→ Exercise aim:
Format the data below as a two-column CSV with the columns "label" and "points", one row for each item. Put each value in a single quoted field, replacing any line breaks with spaces.

→ Supplied records:

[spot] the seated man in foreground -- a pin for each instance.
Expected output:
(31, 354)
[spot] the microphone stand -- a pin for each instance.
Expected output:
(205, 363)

→ Result for this task:
label,points
"[spot] the seated man in foreground -- a pin for each instance. Expected output:","(31, 354)"
"[spot] the microphone stand -- a pin for each instance. Expected output:","(205, 363)"